INFORMATION GIVEN Start Marker
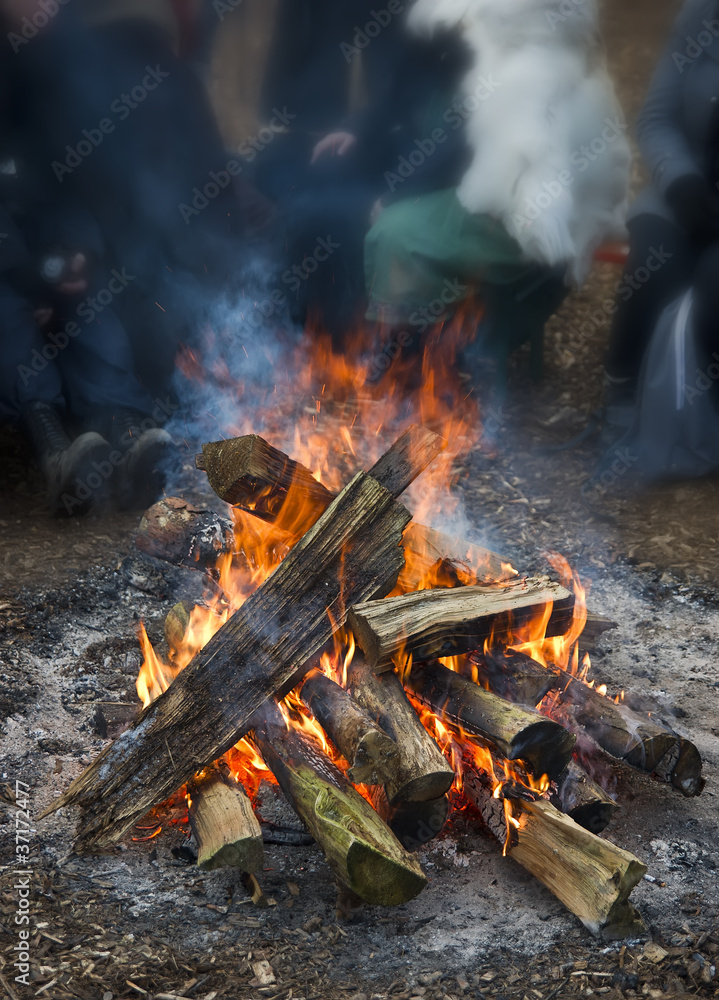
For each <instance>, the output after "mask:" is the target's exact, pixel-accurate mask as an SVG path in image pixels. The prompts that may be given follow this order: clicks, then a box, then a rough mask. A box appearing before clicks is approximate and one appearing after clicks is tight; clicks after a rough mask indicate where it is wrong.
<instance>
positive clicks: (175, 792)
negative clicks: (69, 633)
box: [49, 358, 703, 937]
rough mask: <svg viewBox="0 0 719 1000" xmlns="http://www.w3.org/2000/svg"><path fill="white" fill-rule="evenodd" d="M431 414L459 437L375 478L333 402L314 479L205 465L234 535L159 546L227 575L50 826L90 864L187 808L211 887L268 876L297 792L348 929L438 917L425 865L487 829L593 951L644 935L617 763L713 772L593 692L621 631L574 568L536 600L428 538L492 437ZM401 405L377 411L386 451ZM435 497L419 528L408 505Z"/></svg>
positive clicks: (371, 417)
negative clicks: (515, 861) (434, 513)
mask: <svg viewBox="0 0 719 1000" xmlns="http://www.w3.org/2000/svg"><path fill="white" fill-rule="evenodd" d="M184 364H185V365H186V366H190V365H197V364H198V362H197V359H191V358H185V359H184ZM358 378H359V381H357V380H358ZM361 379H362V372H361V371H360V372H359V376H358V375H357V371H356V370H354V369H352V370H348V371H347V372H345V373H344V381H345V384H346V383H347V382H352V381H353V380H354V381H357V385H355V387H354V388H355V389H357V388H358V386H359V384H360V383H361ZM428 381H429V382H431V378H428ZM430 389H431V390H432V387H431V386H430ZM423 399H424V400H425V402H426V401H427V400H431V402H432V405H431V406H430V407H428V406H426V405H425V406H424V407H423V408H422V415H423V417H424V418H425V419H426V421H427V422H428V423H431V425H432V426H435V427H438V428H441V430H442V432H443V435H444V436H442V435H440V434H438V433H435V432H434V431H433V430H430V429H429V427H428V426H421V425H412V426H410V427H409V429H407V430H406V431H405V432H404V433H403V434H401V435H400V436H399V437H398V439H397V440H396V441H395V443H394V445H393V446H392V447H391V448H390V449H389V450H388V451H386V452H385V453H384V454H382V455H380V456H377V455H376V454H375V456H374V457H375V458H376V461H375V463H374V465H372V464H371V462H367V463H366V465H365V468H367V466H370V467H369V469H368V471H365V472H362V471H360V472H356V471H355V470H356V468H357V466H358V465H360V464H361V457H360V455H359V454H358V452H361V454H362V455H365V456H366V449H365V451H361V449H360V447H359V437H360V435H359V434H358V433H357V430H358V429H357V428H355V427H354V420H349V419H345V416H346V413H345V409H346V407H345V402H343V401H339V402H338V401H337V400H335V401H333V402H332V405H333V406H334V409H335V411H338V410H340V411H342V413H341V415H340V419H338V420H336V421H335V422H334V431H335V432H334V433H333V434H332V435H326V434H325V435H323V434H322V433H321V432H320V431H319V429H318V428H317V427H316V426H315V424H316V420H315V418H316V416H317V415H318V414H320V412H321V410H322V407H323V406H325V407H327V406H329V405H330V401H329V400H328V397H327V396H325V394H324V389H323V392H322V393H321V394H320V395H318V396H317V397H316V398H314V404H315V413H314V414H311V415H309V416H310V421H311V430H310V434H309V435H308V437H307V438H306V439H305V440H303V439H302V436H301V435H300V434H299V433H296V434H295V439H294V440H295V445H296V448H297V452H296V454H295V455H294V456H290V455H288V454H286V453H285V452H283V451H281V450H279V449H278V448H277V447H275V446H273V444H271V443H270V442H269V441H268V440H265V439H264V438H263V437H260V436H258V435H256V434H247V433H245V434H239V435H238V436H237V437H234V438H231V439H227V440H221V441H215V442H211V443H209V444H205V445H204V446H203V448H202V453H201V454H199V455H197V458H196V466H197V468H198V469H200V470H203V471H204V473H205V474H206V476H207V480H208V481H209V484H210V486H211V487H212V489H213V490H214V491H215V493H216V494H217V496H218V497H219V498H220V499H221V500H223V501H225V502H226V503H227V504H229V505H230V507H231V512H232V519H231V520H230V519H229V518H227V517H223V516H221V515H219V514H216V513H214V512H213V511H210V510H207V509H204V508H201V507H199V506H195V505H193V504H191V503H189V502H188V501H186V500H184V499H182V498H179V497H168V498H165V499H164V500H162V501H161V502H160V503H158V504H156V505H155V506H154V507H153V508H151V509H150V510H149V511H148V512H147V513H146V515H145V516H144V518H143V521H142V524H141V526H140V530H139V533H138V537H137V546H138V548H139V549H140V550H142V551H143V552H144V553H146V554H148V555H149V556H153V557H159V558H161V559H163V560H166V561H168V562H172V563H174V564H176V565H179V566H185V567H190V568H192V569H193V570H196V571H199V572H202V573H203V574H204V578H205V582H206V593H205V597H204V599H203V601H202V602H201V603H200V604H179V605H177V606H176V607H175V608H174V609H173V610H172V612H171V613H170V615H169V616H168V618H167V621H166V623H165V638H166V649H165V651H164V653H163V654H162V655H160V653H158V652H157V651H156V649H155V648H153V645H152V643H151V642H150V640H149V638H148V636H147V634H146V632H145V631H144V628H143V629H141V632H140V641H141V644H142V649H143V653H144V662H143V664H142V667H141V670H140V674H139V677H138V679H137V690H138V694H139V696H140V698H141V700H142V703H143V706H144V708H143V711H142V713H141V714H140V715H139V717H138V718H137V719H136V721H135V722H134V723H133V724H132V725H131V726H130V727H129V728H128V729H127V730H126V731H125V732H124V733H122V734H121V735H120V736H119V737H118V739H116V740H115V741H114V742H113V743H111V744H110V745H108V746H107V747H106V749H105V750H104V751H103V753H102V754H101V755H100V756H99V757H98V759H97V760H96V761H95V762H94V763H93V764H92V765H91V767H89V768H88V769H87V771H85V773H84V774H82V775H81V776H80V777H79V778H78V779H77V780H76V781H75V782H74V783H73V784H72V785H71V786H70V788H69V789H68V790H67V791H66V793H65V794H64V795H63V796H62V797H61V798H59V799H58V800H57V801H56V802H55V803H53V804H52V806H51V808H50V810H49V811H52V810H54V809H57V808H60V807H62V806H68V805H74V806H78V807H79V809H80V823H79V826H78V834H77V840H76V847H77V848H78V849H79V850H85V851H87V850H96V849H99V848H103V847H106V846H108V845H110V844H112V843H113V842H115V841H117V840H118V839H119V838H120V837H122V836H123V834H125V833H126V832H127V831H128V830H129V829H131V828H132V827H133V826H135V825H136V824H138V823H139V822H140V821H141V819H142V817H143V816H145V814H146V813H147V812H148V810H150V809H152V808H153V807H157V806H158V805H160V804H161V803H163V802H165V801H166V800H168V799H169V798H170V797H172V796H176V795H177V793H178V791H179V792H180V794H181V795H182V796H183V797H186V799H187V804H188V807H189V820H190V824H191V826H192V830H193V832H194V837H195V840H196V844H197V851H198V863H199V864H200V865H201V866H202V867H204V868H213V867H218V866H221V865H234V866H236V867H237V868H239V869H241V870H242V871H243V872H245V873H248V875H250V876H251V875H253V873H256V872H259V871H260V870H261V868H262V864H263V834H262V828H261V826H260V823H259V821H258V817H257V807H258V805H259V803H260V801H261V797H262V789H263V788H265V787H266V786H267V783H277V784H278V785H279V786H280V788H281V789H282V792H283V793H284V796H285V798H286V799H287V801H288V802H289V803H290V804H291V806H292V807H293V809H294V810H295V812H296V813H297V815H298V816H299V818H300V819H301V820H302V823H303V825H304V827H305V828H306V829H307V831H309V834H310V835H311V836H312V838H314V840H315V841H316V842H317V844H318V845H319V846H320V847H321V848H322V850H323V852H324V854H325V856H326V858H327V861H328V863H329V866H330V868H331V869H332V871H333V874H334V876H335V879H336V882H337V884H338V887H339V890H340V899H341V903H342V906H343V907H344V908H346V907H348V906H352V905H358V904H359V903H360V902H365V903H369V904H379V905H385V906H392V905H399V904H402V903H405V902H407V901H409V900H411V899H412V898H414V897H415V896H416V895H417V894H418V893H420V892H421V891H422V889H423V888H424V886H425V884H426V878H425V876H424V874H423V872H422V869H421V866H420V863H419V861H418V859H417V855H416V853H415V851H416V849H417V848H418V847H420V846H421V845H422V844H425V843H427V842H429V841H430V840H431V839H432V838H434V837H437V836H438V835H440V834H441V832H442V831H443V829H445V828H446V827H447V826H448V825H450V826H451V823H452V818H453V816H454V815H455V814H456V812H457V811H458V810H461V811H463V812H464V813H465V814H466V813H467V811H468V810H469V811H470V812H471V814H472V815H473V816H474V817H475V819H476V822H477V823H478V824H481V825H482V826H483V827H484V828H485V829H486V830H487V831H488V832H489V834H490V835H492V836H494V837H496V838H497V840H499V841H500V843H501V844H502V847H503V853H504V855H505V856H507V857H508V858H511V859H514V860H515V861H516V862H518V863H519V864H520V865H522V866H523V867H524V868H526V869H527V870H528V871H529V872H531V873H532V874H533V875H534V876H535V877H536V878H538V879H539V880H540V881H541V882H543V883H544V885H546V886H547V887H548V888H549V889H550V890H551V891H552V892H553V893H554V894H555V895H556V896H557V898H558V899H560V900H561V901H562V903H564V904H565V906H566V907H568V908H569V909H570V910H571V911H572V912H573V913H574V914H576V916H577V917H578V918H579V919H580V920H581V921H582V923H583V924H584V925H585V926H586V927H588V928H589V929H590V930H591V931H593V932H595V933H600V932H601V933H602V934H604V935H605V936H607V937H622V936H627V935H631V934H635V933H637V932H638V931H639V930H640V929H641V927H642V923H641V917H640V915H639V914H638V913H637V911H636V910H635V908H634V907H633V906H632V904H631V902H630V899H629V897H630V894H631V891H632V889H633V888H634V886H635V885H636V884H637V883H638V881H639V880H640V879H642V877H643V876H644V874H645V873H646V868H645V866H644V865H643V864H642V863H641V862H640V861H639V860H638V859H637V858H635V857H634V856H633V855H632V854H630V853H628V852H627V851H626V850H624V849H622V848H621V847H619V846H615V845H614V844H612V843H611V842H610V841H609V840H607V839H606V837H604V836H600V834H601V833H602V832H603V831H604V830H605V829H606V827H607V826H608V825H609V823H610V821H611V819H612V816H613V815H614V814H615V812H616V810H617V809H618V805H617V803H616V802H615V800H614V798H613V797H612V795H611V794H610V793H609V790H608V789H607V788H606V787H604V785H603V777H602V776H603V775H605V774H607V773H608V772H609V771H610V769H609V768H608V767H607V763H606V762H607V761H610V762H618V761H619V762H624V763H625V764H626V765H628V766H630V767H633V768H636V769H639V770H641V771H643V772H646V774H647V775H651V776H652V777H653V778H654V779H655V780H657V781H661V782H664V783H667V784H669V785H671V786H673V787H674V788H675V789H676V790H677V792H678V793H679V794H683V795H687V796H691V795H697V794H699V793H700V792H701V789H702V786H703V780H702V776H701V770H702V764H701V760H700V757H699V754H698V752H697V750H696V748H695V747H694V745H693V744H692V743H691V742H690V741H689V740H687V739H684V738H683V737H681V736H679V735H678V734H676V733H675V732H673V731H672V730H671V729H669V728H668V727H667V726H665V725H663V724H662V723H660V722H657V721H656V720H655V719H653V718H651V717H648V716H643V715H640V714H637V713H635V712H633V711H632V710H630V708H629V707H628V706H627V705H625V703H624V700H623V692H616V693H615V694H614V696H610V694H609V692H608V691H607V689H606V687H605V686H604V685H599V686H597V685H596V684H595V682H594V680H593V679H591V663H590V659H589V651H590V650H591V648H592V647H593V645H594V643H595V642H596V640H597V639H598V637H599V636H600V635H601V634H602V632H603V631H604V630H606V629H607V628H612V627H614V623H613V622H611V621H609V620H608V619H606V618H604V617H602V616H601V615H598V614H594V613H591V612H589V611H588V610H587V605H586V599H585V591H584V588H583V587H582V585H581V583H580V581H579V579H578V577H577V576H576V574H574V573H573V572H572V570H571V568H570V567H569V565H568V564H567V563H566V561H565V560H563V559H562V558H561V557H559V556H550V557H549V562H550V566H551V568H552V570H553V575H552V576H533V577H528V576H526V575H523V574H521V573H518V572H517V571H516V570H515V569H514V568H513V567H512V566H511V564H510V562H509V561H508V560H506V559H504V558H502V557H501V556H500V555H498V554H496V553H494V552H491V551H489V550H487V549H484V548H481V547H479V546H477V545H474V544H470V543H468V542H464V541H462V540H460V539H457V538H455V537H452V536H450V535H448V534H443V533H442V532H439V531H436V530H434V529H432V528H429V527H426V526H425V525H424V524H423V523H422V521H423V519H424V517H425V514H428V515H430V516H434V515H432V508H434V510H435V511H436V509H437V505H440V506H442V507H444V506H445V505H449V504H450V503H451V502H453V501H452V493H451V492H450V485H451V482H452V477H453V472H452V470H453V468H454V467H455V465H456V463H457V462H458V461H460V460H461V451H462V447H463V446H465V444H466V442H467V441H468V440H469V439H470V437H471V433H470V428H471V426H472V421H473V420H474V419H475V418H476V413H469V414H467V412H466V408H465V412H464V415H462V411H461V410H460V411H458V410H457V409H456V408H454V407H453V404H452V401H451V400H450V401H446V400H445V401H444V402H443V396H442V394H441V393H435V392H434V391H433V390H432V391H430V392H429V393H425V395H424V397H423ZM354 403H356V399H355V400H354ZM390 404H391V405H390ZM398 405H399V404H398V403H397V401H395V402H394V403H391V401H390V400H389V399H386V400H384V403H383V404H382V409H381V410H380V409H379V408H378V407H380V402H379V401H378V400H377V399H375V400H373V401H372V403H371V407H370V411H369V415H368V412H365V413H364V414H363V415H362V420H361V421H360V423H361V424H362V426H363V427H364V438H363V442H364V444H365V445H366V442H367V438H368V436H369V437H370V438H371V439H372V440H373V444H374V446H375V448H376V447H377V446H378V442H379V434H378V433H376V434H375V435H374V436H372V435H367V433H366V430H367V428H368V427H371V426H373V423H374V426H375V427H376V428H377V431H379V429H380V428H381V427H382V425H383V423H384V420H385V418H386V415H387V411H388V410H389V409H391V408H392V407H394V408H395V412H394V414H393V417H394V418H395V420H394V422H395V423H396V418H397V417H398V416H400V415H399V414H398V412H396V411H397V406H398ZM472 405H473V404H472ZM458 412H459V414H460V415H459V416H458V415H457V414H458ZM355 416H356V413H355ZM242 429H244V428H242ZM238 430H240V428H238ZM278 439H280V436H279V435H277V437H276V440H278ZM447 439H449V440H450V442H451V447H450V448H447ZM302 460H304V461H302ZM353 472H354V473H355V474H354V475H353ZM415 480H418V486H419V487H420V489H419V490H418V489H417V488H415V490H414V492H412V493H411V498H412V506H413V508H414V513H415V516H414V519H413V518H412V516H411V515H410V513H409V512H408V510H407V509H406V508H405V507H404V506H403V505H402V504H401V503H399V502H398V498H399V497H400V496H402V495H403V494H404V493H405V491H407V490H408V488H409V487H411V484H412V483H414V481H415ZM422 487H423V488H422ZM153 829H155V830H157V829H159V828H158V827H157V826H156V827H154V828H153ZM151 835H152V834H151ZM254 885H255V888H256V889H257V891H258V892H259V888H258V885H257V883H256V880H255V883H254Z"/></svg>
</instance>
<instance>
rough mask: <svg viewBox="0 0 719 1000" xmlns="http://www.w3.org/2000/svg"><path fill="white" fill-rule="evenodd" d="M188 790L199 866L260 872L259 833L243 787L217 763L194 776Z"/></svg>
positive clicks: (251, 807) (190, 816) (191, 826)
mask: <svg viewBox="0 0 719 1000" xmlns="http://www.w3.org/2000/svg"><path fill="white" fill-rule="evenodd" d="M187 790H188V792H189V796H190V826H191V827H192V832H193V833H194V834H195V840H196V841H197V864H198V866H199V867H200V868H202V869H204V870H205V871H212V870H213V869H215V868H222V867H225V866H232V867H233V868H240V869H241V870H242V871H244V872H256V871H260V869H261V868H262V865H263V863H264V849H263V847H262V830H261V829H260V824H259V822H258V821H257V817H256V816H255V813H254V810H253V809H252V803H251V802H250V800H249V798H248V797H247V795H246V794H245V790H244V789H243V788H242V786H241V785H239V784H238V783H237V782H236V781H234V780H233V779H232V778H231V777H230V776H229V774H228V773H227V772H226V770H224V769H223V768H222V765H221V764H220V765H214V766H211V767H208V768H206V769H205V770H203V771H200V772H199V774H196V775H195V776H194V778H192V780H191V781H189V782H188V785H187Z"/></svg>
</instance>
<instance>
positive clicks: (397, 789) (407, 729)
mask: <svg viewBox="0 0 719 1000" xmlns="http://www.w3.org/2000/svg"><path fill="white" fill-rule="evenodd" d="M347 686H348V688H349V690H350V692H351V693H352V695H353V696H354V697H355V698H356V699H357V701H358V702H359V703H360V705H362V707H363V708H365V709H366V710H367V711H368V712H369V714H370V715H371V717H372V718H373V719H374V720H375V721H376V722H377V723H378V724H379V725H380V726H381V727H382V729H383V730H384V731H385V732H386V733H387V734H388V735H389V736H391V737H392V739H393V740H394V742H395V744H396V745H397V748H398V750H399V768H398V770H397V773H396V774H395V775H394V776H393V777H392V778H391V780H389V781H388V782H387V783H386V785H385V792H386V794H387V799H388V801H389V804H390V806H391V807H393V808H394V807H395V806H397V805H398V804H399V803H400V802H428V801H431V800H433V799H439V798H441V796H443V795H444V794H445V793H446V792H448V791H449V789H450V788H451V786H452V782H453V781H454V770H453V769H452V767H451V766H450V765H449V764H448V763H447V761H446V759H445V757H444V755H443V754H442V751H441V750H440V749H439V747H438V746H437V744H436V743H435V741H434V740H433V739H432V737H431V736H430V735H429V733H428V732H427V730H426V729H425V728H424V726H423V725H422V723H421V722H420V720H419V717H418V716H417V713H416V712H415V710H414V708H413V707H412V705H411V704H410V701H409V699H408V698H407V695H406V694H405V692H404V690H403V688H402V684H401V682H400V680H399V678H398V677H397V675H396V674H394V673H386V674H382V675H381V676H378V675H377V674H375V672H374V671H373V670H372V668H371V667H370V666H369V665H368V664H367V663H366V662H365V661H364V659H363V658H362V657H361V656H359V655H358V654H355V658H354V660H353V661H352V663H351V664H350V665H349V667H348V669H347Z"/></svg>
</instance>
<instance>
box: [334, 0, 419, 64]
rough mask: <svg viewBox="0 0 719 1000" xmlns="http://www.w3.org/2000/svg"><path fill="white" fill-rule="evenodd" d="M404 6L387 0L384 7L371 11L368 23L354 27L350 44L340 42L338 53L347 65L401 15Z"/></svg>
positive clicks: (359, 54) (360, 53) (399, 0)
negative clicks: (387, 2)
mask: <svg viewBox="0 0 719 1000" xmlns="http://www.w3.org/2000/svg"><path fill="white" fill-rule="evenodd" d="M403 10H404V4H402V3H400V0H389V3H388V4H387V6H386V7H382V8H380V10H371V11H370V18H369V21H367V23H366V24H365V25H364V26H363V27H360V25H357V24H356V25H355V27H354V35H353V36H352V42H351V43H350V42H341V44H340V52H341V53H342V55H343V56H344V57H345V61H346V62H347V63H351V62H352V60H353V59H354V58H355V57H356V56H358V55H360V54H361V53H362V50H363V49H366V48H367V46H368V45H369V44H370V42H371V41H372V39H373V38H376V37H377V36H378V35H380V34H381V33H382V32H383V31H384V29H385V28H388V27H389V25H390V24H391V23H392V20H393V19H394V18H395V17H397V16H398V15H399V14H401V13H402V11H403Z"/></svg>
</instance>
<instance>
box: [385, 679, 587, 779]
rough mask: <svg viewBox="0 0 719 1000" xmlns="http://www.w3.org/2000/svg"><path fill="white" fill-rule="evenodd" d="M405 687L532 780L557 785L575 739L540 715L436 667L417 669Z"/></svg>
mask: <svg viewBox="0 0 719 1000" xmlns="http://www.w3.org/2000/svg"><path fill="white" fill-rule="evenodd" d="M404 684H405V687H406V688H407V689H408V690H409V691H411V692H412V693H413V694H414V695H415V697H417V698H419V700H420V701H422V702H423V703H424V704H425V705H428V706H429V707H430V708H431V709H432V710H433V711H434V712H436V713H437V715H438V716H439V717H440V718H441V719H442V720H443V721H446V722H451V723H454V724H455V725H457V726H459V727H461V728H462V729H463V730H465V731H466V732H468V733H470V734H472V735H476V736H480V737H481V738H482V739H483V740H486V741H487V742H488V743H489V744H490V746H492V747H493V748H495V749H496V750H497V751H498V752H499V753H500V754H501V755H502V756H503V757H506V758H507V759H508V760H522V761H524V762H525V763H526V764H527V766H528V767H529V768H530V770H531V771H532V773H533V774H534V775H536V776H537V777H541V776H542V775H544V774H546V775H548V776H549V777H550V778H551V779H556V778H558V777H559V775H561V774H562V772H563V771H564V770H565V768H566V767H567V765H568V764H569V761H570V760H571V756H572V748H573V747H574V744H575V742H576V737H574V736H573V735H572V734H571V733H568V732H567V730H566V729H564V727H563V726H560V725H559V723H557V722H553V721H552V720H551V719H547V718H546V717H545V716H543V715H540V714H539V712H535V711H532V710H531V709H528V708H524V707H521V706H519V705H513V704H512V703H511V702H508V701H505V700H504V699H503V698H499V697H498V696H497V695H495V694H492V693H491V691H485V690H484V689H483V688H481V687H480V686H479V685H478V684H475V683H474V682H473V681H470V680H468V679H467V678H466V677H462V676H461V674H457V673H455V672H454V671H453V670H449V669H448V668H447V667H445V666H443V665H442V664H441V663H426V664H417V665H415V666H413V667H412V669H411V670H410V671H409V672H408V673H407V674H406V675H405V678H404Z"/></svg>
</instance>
INFORMATION GIVEN End Marker
= WHAT YOU NEED TO DO =
Could you output the items word for word, starting at their very beginning and ending at the line that contains "box: [49, 358, 703, 937]", with both ends included? Omit the pictures.

= EXERCISE ANSWER =
For each <instance>, the output after "mask:" is the target's exact, pixel-accurate mask as an SVG path in image pixels. The prompts that may be given follow this order: clicks, then a box, then a rough mask. A box appearing before clicks is approximate and one appearing after clicks is tight; clicks after a rough mask indicate where it is wrong.
<instance>
positive clicks: (175, 792)
negative clicks: (69, 633)
box: [49, 358, 703, 937]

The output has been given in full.